Brano di partenza>
Negli ultimi trent’anni si sono fatti passi da gigante per quanto riguarda la cura dell’Hiv e dell’Aids. Da malattia che provocava nella quasi totalità dei casi la morte, si è passati ad un virus controllabile, con cui si può convivere quotidianamente, e che in alcuni casi permette anche la procreazione. In Italia sono circa 3500 le persone che ogni anno si ammalano del virus Hiv, e soprattutto, vi sono moltissimi infetti che non sanno di esserlo. Si calcola infatti che circa 13/15 mila persone sarebbero malate, ma ignorano totalmente il fatto di esserlo, visti i pochi sintomi provocati da questa infezione. Dati che sono stati snocciolati durante il recente Congresso annuale Icar (Italian Conference on AIDS and Antiviral Research), tenutosi a Roma. Per l’occasione, quotidianosanita.it, ha interpellato Andrea Antinori, Direttore Sanitario I.N.M.I. Lazzaro Spallanzani, Roma e presidente dello stesso congresso, che ha aggiornato la questione riguardo alle ricerche che si stanno effettuando per individuare una cura “definitiva”.



“LA RICERCA E’ ATTIVA, IL CASO DI RAY BROWN…”

Compiti da svolgere>
**a.** Secondo il brano sull'Hiv, quante persone si ammalano ogni anno del virus in Italia?
**b.** Riprendi il brano sull'Hiv e proseguilo dopo il titolo sul caso di Ray Brown.
I dati costituiscono materiale a sé, distinto dal brano sull'Hiv.

Estratti di dati>
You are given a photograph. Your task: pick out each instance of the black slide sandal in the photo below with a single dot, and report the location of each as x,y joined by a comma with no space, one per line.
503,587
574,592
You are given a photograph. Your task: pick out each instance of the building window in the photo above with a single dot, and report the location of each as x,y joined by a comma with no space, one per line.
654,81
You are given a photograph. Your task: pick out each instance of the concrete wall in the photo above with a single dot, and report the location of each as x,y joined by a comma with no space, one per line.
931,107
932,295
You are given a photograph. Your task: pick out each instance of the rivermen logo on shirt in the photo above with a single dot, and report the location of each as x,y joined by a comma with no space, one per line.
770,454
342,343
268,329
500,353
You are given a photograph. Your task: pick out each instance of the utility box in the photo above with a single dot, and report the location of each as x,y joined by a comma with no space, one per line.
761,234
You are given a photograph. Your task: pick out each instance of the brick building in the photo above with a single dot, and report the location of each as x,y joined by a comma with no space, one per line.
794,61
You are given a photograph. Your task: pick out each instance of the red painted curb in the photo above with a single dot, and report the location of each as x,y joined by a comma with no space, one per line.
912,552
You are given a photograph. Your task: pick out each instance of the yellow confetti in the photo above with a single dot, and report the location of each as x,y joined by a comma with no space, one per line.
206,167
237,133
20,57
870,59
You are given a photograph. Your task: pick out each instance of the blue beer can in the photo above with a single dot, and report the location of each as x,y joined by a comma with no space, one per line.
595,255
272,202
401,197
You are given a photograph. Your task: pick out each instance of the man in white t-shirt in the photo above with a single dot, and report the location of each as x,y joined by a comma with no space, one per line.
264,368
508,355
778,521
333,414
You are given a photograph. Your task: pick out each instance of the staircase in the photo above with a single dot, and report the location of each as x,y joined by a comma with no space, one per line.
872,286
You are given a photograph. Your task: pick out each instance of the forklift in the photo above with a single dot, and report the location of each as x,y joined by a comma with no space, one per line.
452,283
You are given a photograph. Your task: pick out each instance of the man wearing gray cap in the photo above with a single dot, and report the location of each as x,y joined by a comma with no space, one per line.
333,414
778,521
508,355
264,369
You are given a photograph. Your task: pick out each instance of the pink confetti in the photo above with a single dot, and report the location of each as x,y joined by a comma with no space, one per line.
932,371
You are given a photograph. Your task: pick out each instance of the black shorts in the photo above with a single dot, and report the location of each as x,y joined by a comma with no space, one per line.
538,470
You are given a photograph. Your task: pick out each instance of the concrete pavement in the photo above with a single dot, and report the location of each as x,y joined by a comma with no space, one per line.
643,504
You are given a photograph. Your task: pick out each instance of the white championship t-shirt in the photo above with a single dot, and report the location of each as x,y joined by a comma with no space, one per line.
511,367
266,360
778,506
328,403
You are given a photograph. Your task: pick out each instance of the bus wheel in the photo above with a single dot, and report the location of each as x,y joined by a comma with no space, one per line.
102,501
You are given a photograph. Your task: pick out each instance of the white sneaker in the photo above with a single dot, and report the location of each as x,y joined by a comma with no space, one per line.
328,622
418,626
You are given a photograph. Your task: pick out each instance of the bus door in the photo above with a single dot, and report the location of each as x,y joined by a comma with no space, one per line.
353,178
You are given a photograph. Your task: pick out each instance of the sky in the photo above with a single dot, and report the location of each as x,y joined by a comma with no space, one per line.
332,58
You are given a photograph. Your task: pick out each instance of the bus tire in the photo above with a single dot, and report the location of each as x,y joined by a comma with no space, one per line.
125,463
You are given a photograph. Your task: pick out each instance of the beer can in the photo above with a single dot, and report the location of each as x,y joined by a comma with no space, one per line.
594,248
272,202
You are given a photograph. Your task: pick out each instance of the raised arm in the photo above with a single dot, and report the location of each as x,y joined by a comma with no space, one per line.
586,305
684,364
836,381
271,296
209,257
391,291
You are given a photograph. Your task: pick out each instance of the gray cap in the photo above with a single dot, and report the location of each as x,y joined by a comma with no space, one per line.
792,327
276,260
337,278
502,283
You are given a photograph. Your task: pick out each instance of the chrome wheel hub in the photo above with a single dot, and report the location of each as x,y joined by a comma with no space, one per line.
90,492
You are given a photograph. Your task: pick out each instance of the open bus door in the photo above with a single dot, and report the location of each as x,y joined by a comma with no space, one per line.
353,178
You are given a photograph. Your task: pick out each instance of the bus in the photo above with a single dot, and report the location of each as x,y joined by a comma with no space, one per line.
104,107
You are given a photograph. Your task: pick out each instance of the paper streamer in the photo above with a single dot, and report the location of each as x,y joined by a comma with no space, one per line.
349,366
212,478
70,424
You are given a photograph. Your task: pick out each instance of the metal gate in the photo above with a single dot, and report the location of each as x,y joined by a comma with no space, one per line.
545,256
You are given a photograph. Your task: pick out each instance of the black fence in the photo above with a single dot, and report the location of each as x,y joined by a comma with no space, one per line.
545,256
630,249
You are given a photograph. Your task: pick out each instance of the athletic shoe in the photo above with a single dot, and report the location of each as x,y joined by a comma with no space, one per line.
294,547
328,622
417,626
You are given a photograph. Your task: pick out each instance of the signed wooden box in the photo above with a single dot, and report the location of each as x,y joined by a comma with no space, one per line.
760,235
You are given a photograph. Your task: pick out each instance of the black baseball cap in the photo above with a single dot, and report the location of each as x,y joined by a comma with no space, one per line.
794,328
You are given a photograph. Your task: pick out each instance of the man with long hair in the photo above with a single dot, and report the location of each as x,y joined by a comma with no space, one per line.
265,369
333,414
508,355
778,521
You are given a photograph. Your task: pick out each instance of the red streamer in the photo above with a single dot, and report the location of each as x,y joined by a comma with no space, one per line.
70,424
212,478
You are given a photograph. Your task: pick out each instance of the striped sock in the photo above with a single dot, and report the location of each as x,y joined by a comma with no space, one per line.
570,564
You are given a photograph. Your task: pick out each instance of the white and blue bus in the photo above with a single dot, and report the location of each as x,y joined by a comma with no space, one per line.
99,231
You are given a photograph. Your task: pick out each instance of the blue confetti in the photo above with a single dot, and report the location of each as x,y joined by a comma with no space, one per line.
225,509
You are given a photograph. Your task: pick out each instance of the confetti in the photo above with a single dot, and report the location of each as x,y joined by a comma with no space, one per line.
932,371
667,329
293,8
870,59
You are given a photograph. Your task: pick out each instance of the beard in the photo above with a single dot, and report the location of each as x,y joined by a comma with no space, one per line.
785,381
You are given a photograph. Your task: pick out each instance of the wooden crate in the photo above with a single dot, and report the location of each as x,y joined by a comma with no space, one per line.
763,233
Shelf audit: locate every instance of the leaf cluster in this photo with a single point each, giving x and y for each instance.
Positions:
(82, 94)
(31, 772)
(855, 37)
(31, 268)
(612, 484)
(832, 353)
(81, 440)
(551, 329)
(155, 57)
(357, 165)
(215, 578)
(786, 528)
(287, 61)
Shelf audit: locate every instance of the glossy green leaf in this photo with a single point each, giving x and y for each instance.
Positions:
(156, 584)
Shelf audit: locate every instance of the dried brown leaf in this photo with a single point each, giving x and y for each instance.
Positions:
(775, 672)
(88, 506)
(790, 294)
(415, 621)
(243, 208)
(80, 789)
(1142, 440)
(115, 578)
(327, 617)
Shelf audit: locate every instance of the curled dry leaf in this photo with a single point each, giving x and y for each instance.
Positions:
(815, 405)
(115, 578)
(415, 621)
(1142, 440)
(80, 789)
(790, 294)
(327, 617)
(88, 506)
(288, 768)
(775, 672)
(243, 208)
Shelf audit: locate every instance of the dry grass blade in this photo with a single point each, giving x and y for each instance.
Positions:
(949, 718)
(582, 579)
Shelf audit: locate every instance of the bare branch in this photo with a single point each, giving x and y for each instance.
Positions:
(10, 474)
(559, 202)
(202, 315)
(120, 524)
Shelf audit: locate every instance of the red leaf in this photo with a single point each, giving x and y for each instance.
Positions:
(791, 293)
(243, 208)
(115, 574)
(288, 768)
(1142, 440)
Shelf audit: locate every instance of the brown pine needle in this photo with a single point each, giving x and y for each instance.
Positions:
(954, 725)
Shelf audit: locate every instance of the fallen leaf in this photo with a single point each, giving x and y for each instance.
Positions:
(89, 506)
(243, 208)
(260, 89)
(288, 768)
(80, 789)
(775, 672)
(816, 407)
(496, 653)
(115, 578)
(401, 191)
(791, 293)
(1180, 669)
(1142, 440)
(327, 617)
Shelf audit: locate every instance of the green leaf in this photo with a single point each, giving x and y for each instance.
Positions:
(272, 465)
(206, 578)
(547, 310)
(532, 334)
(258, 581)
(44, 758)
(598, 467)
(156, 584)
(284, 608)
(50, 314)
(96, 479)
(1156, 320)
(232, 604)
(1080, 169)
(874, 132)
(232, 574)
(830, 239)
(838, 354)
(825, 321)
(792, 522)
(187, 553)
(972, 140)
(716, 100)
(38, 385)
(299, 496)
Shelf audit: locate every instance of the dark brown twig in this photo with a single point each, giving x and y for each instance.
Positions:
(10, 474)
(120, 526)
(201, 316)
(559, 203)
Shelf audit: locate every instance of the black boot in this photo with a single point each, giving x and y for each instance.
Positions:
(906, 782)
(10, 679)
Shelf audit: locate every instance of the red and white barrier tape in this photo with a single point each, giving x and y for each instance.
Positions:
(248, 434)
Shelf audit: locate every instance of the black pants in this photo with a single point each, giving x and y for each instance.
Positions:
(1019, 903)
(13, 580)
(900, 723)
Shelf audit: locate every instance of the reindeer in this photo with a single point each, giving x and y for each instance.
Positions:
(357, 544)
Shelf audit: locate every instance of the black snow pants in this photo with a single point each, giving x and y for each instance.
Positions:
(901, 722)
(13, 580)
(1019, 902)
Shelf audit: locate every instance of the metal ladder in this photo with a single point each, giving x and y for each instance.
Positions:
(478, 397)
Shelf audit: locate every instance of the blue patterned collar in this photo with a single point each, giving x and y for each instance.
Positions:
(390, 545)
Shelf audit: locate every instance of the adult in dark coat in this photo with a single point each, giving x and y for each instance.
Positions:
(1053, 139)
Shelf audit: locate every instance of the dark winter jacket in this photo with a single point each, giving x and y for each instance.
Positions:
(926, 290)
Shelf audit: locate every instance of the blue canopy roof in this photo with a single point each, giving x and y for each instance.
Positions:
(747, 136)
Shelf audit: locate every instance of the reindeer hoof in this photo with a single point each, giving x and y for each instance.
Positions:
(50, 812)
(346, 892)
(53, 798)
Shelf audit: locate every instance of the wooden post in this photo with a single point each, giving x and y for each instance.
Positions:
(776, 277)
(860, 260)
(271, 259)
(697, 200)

Risultati attesi>
**a.** Circa 3500 persone.

**b.**
«La ricerca è più che mai attiva – afferma – oggi abbiamo ottenuto un controllo stabile, cronico, a lungo termine dell’infezione, il passaggio successivo è quello di eradicare la malattia o ottenere quella che si chiama ‘cura funzionale’, dove è possibile sospendere la terapia e il paziente, a quel punto, controlla spontaneamente l’infezione». Un traguardo che sarebbe storico, visto che attualmente, un paziente affetto da virus Hiv, se interrompe la cura rischia, di vedere il replicarsi del virus, con l’immunità che torna a scendere: «Questo è il grande problema – ha proseguito Antinori – che ci costringe a somministrare vita natural durante i farmaci. Il vero problema è la quota di virus che è latente nelle cellule di deposito, prevalentemente linfociti, e non è raggiungibile dagli antiretrovirali». Al momento si sta lavorando su alcune cure pionieristiche ma Antinori frena gli entusiasmi: «I risultati sono ancora molto preliminari, sono ancora studi Proof of Concept, non registrativi». Quindi l’esperto chiude così: «Per ora sappiamo che c’è stato un solo paziente al mondo, il famoso Timothy Ray Brown, in cui la cura funzionale sia stata casualmente possibile, ma ovviamente questo è un obiettivo che la scienza si pone per tutti quelli che hanno l’infezione». Passi da gigante sono stati fatti, ma siamo solo a metà del percorso.